- [ITEMS]:
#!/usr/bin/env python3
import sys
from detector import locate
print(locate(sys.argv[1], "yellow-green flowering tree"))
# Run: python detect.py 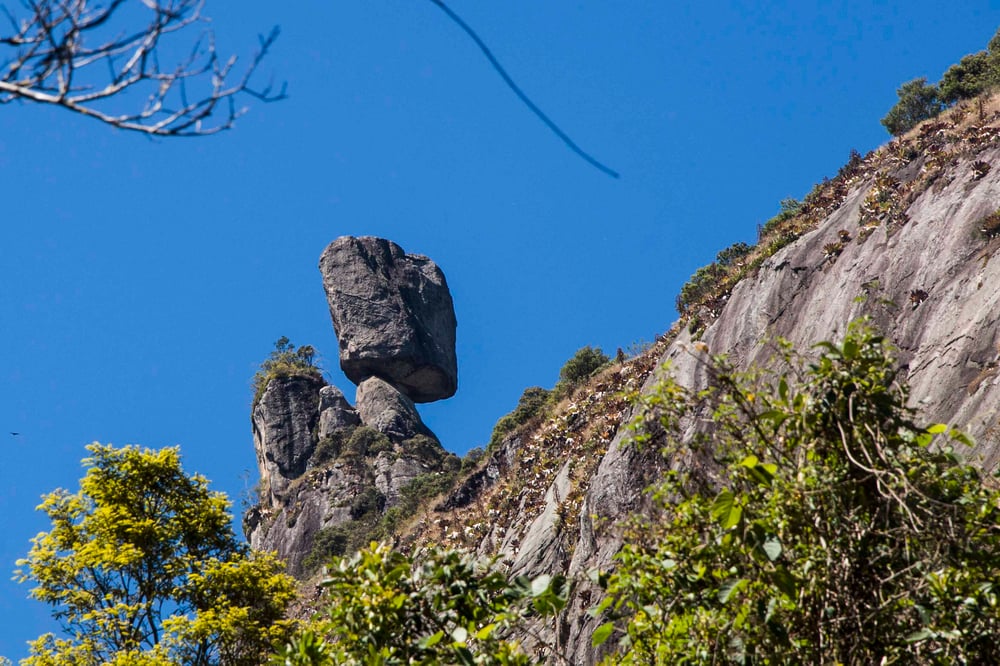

- [EXERCISE DESCRIPTION]:
Please rewrite the lines above with "yellow-green" changed to "white" and everything else left as it is. Leave the pictures out of your answer.

- [RESULT]:
#!/usr/bin/env python3
import sys
from detector import locate
print(locate(sys.argv[1], "white flowering tree"))
# Run: python detect.py 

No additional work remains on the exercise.